◆ WHAT IS NEEDED: Extract from the material every line that contains the string "golden", and list those lines.

[Records]
━━━━━━━━━━━━━━━━━━━━
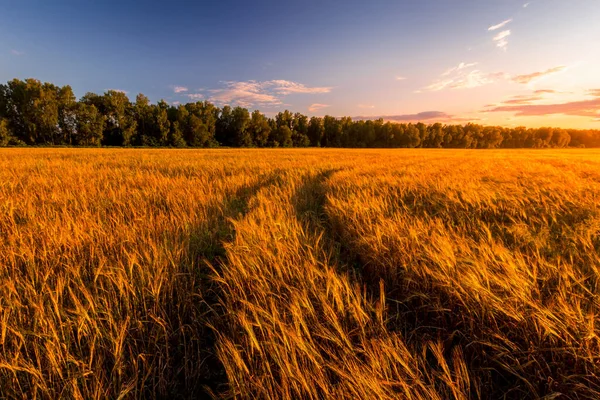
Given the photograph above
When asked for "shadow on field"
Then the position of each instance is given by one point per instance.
(419, 317)
(309, 203)
(192, 369)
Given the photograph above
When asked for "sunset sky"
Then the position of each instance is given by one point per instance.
(501, 62)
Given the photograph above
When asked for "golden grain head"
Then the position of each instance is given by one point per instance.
(299, 274)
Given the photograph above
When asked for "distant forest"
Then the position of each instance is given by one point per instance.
(42, 114)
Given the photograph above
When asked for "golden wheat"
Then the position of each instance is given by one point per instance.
(299, 274)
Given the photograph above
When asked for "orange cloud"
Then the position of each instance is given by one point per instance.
(438, 116)
(584, 108)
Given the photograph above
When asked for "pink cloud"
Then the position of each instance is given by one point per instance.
(528, 78)
(583, 108)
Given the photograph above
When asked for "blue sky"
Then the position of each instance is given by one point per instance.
(501, 62)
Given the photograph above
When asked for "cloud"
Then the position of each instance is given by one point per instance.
(244, 94)
(500, 25)
(316, 107)
(594, 92)
(471, 80)
(422, 116)
(583, 108)
(524, 99)
(287, 87)
(438, 116)
(500, 39)
(117, 90)
(528, 78)
(195, 96)
(459, 67)
(265, 93)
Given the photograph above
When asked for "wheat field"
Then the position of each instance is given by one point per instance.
(288, 274)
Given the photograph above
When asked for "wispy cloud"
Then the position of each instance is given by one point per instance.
(316, 107)
(500, 25)
(180, 89)
(459, 67)
(528, 78)
(459, 78)
(501, 39)
(288, 87)
(195, 96)
(439, 116)
(117, 90)
(581, 108)
(264, 93)
(594, 92)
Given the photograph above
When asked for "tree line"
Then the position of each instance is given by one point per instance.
(33, 113)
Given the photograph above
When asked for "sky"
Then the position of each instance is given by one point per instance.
(495, 62)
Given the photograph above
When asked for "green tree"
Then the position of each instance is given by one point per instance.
(315, 131)
(259, 129)
(89, 125)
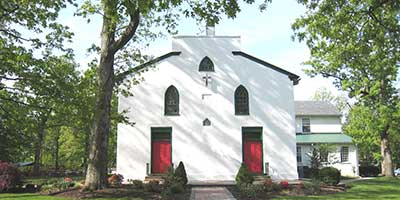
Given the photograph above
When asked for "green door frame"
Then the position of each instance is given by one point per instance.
(258, 130)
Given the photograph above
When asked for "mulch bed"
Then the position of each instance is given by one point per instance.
(118, 192)
(325, 190)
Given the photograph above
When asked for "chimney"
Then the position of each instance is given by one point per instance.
(210, 29)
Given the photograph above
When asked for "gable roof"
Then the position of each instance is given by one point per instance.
(316, 138)
(293, 77)
(322, 108)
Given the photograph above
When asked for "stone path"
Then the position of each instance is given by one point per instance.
(356, 179)
(211, 193)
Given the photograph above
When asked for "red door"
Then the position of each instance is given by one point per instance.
(253, 156)
(161, 162)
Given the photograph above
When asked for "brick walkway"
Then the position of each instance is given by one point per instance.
(211, 193)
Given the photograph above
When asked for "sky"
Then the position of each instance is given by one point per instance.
(266, 35)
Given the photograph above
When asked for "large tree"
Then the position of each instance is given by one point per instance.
(357, 43)
(125, 24)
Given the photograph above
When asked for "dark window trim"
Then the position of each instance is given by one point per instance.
(203, 68)
(171, 88)
(247, 111)
(342, 154)
(302, 125)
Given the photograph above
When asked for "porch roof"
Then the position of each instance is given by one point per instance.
(323, 138)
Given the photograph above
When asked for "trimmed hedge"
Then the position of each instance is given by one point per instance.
(369, 170)
(329, 175)
(244, 176)
(180, 172)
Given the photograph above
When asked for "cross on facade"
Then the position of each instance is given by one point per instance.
(207, 79)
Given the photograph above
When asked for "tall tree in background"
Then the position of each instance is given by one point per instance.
(357, 43)
(339, 101)
(125, 24)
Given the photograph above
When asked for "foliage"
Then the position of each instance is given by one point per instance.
(268, 185)
(172, 184)
(136, 183)
(319, 155)
(152, 186)
(250, 190)
(115, 179)
(329, 175)
(356, 43)
(369, 170)
(244, 176)
(284, 184)
(10, 177)
(339, 101)
(180, 172)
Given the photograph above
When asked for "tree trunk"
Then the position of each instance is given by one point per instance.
(96, 174)
(38, 149)
(387, 165)
(56, 152)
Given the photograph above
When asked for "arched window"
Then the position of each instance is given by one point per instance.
(206, 65)
(241, 101)
(171, 106)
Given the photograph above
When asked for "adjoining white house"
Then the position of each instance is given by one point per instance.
(319, 122)
(213, 107)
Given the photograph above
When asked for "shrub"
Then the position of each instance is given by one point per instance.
(152, 186)
(180, 172)
(329, 175)
(244, 176)
(276, 187)
(369, 170)
(250, 190)
(172, 185)
(268, 185)
(136, 183)
(284, 184)
(115, 179)
(10, 176)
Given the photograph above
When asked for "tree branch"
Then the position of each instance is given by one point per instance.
(129, 31)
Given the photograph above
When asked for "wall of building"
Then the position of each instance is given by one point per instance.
(209, 152)
(349, 168)
(320, 124)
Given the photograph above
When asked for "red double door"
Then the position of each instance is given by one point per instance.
(161, 156)
(253, 155)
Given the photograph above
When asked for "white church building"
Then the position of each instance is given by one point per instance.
(213, 107)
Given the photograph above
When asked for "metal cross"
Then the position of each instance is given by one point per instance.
(207, 79)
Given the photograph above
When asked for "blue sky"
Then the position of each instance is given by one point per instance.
(266, 35)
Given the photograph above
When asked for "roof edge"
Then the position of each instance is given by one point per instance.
(120, 77)
(293, 77)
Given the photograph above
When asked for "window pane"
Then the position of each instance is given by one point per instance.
(306, 125)
(298, 153)
(241, 101)
(171, 101)
(344, 154)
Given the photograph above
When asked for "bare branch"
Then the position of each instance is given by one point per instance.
(129, 31)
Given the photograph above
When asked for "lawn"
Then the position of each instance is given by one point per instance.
(35, 196)
(380, 188)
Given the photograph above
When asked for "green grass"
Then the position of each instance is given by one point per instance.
(380, 188)
(43, 179)
(35, 196)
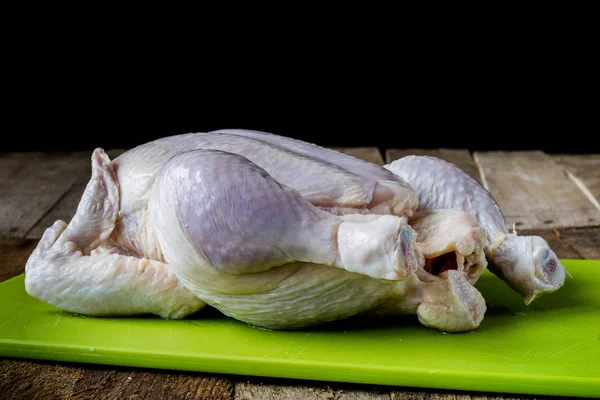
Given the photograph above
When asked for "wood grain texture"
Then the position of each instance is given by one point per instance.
(460, 395)
(459, 157)
(31, 184)
(371, 154)
(13, 256)
(534, 192)
(585, 241)
(586, 169)
(65, 208)
(32, 379)
(26, 379)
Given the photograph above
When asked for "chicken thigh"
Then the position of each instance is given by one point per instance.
(267, 233)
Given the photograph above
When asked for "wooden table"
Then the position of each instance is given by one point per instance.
(553, 196)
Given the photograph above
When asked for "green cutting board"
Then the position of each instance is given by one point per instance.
(550, 347)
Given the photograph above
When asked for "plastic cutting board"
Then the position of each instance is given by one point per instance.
(550, 347)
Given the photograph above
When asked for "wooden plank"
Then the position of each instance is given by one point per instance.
(125, 383)
(26, 379)
(37, 379)
(584, 241)
(371, 154)
(533, 191)
(13, 256)
(65, 208)
(584, 170)
(459, 157)
(561, 247)
(31, 184)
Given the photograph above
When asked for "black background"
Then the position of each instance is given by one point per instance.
(541, 94)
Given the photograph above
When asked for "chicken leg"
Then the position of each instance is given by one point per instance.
(526, 263)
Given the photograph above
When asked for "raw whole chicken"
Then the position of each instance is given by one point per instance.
(269, 230)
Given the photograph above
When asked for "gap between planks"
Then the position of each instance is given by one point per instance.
(533, 189)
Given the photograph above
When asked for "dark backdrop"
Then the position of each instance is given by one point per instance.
(83, 105)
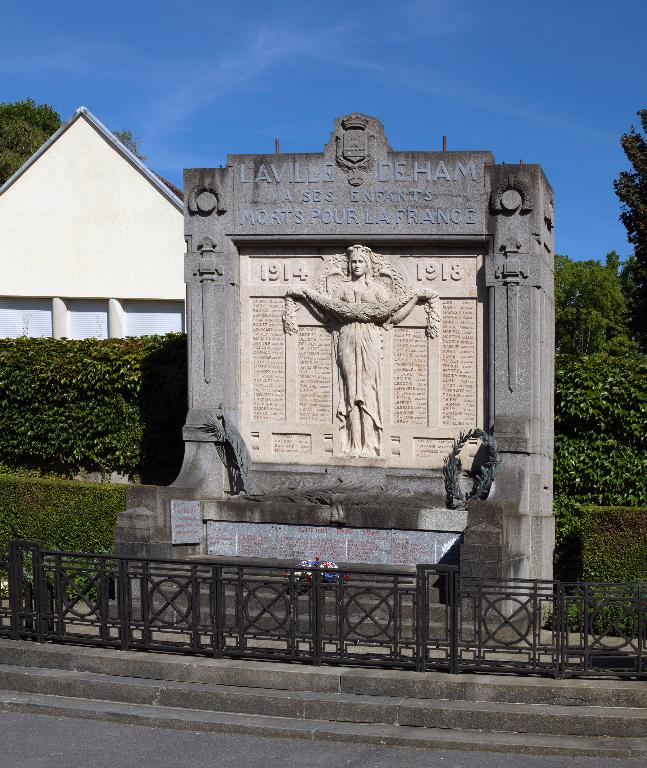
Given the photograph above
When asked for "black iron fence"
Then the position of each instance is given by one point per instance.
(422, 619)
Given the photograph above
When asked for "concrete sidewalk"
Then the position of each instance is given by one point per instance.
(40, 741)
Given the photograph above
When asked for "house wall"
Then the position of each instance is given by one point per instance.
(83, 222)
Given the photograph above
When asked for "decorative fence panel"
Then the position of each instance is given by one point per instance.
(423, 619)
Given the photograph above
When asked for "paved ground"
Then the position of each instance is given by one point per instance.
(42, 741)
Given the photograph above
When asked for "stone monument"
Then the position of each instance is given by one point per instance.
(350, 314)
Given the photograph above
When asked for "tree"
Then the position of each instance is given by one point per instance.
(24, 127)
(130, 142)
(631, 189)
(590, 308)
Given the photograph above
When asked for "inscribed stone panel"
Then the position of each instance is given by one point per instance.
(431, 448)
(409, 376)
(186, 522)
(458, 363)
(291, 444)
(268, 356)
(314, 382)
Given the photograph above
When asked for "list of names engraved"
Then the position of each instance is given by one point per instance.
(268, 360)
(314, 382)
(458, 363)
(409, 376)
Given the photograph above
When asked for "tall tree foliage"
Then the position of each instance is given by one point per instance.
(590, 307)
(631, 188)
(24, 126)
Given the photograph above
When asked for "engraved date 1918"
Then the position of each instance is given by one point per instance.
(285, 271)
(446, 271)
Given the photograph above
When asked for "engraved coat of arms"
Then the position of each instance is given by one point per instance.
(353, 150)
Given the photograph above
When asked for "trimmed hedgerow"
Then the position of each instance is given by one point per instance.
(114, 405)
(600, 436)
(614, 543)
(60, 514)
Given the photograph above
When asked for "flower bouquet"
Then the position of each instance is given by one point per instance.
(326, 577)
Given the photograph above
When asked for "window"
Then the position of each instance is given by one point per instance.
(87, 319)
(143, 318)
(25, 317)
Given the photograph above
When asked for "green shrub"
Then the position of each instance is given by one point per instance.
(115, 405)
(60, 514)
(614, 543)
(600, 430)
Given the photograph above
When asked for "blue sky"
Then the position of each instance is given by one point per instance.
(549, 82)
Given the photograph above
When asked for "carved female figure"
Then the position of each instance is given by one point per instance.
(360, 307)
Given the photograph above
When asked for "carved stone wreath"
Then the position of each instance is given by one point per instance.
(204, 199)
(481, 481)
(512, 196)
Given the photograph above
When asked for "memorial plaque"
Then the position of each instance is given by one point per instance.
(291, 444)
(431, 448)
(343, 545)
(458, 363)
(409, 376)
(268, 360)
(186, 522)
(315, 375)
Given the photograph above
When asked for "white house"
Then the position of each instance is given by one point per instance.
(91, 241)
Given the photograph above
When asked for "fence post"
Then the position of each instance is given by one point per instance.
(453, 588)
(40, 591)
(421, 618)
(317, 616)
(218, 612)
(15, 588)
(123, 608)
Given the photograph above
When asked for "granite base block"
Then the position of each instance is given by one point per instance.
(346, 545)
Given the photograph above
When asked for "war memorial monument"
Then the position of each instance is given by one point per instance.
(351, 314)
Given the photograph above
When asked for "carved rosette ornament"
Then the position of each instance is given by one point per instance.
(511, 196)
(354, 150)
(204, 199)
(358, 295)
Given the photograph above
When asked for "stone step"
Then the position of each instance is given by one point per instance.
(339, 707)
(322, 730)
(327, 679)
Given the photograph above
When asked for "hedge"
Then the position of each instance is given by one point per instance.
(614, 543)
(115, 405)
(60, 514)
(600, 436)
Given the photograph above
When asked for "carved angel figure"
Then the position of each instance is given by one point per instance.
(360, 306)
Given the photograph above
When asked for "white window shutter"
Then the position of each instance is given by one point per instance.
(87, 319)
(144, 318)
(25, 317)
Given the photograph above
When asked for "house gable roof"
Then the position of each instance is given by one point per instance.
(84, 112)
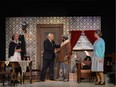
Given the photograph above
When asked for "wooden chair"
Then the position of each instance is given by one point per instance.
(4, 73)
(35, 72)
(83, 73)
(26, 75)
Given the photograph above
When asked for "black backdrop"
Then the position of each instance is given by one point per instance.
(25, 8)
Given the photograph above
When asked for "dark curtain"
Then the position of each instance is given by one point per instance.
(90, 35)
(74, 37)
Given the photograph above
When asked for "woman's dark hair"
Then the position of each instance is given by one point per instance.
(14, 36)
(65, 37)
(99, 33)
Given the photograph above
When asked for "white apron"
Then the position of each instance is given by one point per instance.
(16, 57)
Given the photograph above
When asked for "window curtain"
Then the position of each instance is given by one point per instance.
(90, 35)
(74, 37)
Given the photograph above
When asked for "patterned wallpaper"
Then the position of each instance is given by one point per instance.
(13, 24)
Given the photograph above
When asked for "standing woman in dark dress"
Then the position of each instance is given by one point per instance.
(15, 48)
(22, 39)
(15, 53)
(23, 44)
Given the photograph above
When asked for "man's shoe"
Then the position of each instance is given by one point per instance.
(66, 80)
(52, 79)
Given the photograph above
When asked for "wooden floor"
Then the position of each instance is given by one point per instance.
(71, 83)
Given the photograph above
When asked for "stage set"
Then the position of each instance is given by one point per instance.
(32, 28)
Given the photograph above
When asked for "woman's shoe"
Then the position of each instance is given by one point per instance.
(97, 83)
(102, 83)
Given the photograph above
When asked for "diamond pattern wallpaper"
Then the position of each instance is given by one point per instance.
(14, 24)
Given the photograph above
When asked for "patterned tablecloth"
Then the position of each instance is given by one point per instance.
(23, 64)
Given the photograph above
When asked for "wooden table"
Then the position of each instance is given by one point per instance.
(14, 64)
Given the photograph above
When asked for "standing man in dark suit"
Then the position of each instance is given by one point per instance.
(48, 57)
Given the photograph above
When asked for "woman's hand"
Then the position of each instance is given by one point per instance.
(100, 60)
(18, 50)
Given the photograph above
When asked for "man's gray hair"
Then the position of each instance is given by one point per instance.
(65, 37)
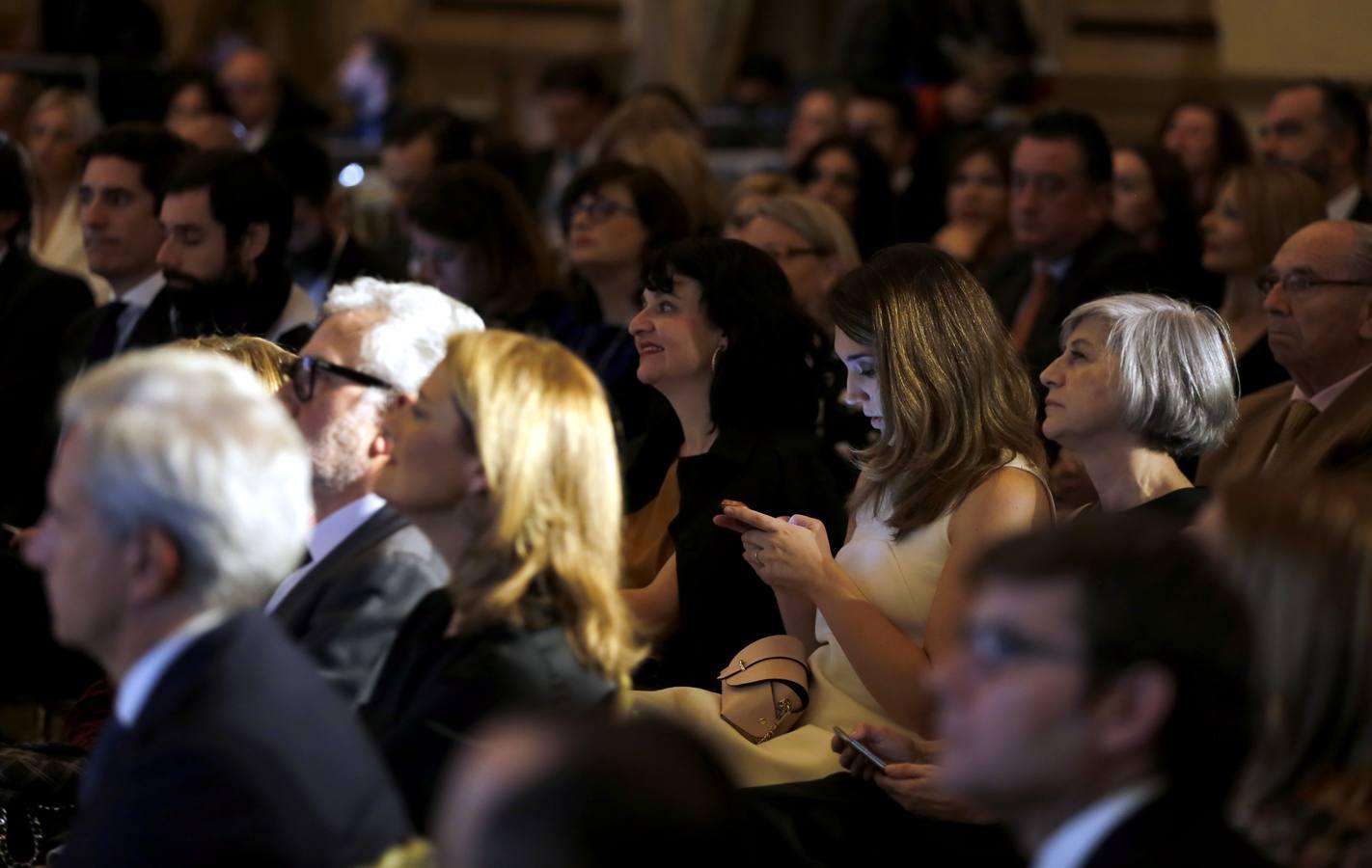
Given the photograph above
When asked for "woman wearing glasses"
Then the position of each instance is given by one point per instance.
(615, 217)
(1141, 379)
(507, 462)
(1257, 208)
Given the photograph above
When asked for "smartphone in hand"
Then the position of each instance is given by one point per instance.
(862, 749)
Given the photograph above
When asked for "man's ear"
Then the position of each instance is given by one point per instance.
(256, 239)
(153, 564)
(1134, 709)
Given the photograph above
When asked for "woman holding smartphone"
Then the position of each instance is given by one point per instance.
(956, 467)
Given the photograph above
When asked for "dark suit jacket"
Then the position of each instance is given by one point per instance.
(1338, 441)
(152, 329)
(1170, 832)
(1108, 262)
(346, 610)
(435, 690)
(36, 308)
(1362, 210)
(241, 756)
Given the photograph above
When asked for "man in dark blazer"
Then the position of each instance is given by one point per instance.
(225, 747)
(1099, 699)
(1319, 309)
(1068, 253)
(368, 565)
(121, 194)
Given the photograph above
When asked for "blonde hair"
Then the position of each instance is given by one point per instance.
(681, 161)
(548, 530)
(818, 223)
(1274, 203)
(956, 400)
(85, 117)
(263, 358)
(1300, 552)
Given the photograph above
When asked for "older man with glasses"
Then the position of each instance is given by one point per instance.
(1317, 299)
(365, 565)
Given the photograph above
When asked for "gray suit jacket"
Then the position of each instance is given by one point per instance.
(1336, 442)
(346, 610)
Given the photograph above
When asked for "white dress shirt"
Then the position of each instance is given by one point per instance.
(143, 676)
(139, 298)
(1342, 204)
(325, 538)
(1073, 842)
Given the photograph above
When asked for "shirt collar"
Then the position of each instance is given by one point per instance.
(143, 292)
(1341, 205)
(143, 676)
(1073, 842)
(1329, 393)
(341, 524)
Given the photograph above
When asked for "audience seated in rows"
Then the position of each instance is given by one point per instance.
(368, 566)
(722, 339)
(507, 462)
(1257, 208)
(1141, 379)
(1317, 299)
(920, 340)
(225, 747)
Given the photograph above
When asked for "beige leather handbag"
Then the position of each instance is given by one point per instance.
(766, 689)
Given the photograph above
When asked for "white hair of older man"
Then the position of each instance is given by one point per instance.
(191, 443)
(410, 338)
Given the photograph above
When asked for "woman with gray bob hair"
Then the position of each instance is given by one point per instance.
(1141, 379)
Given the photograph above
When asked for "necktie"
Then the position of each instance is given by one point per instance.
(1029, 309)
(111, 740)
(107, 334)
(1300, 415)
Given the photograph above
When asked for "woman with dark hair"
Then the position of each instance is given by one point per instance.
(724, 341)
(615, 215)
(1209, 140)
(475, 240)
(1153, 203)
(845, 173)
(956, 467)
(977, 231)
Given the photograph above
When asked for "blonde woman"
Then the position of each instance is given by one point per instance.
(61, 123)
(1257, 208)
(956, 468)
(507, 461)
(1301, 555)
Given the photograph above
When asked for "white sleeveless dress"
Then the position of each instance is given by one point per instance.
(896, 576)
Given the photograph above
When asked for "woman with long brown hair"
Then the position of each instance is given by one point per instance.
(955, 468)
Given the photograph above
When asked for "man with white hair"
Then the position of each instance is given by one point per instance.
(367, 565)
(225, 747)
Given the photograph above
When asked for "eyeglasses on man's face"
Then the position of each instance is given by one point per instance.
(306, 369)
(1301, 283)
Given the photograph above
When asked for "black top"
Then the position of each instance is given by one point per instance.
(724, 604)
(434, 690)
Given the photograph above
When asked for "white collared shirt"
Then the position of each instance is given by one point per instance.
(1329, 393)
(139, 298)
(143, 676)
(1341, 205)
(1073, 842)
(325, 538)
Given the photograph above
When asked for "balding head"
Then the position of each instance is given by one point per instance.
(1322, 329)
(250, 83)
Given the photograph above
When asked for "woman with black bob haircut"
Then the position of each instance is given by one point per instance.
(848, 175)
(615, 215)
(721, 338)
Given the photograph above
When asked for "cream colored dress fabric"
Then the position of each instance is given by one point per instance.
(896, 576)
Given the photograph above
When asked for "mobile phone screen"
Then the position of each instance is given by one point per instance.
(862, 749)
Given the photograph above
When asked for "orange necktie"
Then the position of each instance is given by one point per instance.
(1029, 309)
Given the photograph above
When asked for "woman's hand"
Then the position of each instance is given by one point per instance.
━━━━━━━━━━━━━━━━━━━━
◆ WRITTEN RESPONSE:
When asked for "golden grain head"
When asked for "golden wheat"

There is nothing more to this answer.